Task details:
Filter the listing down to the lines containing the word "below".

Data supplied:
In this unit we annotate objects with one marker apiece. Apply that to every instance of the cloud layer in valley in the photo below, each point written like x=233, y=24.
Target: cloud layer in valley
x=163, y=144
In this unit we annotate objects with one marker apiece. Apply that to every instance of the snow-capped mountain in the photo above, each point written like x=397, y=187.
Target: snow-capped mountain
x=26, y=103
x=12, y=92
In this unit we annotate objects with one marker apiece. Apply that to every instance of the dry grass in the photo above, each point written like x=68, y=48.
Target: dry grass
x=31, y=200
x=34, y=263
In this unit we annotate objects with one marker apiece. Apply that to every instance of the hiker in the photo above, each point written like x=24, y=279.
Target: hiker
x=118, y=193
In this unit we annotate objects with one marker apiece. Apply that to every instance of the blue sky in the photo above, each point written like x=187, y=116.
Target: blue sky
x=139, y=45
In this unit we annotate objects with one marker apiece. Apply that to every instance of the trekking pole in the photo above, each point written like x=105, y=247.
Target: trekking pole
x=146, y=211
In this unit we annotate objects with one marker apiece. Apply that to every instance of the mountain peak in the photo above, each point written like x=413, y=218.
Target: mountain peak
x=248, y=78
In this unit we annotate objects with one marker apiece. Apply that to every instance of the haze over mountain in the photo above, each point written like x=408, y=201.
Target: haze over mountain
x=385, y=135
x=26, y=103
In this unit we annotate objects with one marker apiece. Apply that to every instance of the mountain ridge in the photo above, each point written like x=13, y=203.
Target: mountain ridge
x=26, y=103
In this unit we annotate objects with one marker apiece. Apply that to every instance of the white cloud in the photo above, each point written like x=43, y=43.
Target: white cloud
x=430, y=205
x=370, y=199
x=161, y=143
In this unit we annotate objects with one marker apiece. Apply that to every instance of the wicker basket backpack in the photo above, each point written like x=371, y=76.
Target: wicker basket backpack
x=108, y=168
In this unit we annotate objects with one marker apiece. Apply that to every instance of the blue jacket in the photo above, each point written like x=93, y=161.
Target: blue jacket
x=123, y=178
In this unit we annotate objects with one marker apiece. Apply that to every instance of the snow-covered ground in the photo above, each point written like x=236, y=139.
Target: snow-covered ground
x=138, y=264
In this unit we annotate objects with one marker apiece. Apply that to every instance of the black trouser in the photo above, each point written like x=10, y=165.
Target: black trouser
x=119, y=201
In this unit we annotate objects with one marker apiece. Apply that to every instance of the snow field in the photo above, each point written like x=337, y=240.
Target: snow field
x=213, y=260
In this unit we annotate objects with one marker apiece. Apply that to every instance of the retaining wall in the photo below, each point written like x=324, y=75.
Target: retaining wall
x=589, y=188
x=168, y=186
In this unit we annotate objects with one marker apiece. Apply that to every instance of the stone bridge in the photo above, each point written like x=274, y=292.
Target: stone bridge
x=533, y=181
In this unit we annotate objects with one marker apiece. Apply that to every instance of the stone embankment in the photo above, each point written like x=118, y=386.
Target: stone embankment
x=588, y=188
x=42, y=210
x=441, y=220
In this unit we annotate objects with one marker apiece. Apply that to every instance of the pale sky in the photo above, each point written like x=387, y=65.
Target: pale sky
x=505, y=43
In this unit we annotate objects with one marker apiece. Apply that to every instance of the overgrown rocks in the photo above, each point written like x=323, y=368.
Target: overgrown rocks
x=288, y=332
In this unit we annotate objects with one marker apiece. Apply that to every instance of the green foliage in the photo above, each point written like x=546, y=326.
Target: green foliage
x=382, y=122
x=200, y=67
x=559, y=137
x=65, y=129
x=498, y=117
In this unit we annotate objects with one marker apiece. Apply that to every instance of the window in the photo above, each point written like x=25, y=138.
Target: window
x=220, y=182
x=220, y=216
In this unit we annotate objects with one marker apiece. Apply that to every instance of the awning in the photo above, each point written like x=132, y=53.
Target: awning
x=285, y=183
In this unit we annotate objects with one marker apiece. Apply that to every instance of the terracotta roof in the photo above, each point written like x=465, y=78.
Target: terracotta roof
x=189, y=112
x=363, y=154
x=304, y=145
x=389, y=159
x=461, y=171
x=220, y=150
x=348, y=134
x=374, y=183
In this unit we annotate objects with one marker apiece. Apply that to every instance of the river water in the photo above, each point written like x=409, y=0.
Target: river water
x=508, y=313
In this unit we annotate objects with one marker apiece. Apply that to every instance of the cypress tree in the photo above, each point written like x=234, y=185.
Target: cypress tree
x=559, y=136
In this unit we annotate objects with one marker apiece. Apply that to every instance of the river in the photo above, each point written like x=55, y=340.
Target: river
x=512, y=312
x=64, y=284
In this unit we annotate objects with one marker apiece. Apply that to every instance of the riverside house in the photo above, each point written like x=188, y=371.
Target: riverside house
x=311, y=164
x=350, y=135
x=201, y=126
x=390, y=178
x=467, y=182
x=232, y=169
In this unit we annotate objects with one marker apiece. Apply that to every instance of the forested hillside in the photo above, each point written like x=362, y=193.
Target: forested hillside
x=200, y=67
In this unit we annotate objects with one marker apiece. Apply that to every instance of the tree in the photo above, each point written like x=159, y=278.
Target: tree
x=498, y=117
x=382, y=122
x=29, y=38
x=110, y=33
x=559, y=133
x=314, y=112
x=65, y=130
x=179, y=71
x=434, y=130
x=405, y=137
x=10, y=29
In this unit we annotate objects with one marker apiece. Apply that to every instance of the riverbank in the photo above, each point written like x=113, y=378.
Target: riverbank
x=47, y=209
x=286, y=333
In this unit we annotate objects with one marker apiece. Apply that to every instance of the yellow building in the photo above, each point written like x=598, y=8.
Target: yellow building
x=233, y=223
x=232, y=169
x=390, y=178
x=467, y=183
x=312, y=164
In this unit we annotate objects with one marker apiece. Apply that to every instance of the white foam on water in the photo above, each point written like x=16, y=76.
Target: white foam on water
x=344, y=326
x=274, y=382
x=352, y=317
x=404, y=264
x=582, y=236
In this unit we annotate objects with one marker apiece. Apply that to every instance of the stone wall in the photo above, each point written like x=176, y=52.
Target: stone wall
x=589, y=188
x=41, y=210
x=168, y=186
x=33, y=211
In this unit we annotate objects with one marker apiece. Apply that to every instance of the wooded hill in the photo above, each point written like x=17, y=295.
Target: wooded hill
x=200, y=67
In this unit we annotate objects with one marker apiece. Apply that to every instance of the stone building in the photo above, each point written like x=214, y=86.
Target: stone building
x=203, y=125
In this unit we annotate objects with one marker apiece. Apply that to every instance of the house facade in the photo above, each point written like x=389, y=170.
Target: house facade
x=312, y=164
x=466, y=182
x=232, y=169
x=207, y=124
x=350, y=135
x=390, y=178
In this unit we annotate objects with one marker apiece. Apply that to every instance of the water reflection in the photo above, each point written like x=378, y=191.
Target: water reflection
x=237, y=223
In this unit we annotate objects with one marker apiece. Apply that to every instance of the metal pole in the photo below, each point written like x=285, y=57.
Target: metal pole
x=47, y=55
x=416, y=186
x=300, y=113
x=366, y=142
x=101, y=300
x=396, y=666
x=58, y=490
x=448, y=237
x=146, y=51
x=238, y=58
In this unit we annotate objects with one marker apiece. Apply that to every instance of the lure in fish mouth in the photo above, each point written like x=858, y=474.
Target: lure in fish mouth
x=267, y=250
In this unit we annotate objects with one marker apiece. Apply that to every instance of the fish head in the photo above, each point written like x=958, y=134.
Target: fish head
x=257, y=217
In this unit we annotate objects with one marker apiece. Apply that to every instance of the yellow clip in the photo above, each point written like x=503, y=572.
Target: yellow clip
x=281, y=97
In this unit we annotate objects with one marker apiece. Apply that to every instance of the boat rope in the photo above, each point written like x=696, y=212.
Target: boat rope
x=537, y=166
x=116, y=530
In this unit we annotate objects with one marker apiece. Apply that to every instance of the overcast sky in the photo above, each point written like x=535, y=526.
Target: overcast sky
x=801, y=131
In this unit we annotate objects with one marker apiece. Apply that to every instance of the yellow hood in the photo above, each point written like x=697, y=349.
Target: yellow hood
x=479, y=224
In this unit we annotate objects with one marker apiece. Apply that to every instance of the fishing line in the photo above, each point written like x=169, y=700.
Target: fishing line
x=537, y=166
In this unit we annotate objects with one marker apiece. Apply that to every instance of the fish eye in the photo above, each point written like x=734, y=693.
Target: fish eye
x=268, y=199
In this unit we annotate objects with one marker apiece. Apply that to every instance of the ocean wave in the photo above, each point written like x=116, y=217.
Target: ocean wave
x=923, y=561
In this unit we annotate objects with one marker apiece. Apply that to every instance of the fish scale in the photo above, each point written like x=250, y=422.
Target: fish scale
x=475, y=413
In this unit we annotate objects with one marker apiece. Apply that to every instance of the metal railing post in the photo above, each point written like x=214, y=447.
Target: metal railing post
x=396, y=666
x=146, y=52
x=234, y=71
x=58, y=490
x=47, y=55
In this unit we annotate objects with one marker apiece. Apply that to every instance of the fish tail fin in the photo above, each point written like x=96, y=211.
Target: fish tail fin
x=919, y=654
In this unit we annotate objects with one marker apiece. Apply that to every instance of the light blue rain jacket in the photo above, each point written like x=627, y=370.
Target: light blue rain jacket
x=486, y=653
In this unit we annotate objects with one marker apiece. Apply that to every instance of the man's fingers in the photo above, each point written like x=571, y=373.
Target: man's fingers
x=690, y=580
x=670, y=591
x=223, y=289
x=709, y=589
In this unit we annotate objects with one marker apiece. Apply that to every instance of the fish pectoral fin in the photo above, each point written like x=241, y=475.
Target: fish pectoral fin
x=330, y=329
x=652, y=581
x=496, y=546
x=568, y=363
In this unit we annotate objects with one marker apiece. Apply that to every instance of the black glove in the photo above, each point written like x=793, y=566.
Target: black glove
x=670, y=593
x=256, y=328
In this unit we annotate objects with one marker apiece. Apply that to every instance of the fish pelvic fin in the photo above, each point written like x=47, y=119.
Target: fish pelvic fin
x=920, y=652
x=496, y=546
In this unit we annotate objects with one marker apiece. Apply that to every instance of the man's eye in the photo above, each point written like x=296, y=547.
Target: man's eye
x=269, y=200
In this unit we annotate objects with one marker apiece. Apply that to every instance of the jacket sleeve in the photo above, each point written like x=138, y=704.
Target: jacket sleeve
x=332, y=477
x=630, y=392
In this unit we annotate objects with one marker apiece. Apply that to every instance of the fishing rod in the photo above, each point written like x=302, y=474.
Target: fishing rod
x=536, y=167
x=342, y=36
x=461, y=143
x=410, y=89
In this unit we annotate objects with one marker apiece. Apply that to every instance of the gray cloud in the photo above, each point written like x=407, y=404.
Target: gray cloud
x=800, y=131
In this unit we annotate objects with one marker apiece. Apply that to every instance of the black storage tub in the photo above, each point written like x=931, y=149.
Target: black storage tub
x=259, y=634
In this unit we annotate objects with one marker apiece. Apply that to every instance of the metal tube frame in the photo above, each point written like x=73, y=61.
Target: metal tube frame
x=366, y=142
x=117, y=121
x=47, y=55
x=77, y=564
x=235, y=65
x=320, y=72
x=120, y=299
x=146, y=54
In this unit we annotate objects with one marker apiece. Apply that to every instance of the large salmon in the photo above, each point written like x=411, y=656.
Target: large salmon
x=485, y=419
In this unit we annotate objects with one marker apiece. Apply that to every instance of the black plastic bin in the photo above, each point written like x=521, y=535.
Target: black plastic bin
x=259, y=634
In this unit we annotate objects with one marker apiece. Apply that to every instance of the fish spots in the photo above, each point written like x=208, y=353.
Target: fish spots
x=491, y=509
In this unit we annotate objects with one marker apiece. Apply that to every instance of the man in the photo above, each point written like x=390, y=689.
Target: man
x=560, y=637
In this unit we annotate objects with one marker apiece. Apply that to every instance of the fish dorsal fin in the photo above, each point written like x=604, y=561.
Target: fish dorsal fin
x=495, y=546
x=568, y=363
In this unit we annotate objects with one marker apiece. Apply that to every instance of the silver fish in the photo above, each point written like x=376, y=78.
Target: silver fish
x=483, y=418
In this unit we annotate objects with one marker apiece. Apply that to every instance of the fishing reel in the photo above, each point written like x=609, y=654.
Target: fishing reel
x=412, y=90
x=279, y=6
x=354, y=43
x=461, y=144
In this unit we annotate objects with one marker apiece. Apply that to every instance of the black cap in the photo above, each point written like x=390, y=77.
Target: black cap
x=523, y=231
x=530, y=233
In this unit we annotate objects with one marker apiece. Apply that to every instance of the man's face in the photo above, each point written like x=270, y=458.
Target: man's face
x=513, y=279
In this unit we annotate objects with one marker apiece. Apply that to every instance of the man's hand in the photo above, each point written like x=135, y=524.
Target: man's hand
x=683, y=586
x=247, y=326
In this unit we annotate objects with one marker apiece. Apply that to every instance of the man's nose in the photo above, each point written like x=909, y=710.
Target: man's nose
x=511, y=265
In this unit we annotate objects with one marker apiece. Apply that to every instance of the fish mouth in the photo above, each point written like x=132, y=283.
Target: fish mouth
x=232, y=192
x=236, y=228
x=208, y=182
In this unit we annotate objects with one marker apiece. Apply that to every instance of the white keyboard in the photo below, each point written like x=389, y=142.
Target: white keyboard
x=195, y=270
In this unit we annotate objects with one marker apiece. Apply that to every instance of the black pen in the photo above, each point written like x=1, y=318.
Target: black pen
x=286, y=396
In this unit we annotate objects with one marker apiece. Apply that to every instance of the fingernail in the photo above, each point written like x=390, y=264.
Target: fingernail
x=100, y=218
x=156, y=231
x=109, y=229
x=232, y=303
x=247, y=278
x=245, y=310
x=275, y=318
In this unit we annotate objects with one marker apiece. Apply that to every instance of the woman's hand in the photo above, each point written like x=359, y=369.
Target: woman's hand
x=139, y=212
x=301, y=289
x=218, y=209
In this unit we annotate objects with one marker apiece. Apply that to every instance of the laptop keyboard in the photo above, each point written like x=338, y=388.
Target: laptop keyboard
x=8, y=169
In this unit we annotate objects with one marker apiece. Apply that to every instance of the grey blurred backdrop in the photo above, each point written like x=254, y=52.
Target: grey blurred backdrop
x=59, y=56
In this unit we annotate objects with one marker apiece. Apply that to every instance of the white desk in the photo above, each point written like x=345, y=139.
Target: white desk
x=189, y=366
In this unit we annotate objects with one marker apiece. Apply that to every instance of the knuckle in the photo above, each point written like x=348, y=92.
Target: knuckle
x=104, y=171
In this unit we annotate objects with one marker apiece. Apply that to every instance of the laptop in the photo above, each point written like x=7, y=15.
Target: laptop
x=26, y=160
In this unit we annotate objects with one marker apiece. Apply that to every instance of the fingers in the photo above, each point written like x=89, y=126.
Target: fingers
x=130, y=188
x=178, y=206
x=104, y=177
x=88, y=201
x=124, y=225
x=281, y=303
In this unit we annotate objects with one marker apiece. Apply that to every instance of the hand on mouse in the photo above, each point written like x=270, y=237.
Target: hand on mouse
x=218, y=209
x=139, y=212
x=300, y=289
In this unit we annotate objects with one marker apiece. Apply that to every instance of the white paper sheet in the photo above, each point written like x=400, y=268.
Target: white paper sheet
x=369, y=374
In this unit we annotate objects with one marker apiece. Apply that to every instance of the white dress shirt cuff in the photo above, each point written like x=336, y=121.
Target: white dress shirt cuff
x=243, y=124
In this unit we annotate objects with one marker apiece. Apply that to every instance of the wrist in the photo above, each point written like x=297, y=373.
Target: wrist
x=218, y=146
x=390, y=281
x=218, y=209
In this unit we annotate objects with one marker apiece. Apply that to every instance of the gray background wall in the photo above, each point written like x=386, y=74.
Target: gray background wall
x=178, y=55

Answer to this problem:
In this unit we annotate objects with one marker apiece. Apply that to every instance of the cloud layer in valley in the photo below, each point written like x=233, y=24.
In this unit we annotate objects with one marker apiece. Apply that to every instance of the retaining wall in the photo below, each point written like x=324, y=75.
In this unit we annotate objects with one marker apiece. Apply that to every instance of the metal pole in the photo below, each point written like x=285, y=57.
In this unit we annotate objects with one marker apiece. Apply that to every instance of the white keyboard in the photo below, each point written like x=389, y=142.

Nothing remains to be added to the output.